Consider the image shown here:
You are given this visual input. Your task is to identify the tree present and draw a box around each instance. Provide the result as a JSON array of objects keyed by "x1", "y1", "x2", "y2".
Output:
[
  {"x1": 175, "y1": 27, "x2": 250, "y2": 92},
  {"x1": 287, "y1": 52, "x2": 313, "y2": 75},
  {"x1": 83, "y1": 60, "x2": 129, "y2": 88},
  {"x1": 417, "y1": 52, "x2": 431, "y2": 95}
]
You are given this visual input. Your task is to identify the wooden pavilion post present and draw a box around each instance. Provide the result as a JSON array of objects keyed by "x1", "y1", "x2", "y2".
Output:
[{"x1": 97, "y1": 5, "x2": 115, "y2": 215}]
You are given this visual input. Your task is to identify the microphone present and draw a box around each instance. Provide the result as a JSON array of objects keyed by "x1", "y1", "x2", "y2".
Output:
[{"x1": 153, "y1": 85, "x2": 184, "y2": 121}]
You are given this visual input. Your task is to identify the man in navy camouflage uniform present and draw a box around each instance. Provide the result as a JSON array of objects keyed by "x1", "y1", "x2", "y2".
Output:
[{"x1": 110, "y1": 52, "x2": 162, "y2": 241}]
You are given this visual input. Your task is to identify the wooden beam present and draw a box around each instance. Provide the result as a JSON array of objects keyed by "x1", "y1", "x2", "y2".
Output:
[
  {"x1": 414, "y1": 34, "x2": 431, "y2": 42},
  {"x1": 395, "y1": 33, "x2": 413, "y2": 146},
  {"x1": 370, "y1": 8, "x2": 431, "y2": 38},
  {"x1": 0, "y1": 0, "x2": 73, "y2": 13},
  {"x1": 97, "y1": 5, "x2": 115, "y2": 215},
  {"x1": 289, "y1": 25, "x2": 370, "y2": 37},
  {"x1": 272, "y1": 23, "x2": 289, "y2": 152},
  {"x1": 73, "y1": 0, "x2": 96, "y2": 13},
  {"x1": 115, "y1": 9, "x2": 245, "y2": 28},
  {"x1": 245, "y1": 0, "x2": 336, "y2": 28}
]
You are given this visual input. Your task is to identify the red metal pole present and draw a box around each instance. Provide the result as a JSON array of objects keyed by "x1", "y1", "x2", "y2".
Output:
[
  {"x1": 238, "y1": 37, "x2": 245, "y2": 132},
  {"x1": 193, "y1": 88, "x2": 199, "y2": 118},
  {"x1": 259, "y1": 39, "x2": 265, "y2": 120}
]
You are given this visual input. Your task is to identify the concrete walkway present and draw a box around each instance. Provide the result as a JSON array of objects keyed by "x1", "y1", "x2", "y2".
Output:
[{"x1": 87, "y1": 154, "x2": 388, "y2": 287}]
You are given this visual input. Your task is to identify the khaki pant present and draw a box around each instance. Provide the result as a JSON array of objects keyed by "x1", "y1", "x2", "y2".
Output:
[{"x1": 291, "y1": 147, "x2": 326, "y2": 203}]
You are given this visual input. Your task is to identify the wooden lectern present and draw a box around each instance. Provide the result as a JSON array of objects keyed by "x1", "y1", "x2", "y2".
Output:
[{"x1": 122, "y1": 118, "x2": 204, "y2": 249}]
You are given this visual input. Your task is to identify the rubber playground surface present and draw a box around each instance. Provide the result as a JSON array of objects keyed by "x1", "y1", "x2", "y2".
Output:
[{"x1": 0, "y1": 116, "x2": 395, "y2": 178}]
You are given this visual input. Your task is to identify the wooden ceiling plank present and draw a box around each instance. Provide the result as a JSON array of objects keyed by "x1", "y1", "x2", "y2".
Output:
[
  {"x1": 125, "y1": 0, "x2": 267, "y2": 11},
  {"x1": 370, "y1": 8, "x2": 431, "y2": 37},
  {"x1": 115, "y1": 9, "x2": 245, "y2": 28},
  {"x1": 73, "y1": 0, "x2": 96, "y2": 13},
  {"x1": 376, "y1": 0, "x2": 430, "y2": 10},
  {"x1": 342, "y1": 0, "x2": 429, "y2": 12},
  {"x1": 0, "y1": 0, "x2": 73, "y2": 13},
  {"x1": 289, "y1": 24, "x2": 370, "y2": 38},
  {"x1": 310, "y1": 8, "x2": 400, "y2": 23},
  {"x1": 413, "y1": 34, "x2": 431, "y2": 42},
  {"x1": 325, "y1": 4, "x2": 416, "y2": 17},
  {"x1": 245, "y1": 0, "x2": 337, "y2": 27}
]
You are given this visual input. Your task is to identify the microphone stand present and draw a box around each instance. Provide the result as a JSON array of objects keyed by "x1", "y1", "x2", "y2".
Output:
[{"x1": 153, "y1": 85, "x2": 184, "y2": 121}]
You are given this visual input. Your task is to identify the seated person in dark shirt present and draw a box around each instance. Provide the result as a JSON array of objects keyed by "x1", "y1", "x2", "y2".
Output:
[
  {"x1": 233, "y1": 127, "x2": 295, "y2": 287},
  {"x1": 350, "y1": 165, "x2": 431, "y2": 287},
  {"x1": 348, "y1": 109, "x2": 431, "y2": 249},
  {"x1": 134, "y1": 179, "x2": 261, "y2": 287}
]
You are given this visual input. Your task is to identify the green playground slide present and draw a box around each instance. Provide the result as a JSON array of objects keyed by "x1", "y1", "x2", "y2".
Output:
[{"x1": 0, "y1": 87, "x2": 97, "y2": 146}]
============================================================
• Your instructions
Return every line of the data above that contains the string "playground", treating uppercase and lowercase letters as different.

• Solved problem
You are given this visual input. Your task is to identify the rubber playground surface present and draw a box around each instance. Provide the result as a JSON array of objects keyed by "x1", "y1", "x2", "y2".
You are given this visual input. Your task is to identify the green playground slide present and draw a box around each instance. Provide the result as a JSON array of objects keyed by "x1", "y1", "x2", "y2".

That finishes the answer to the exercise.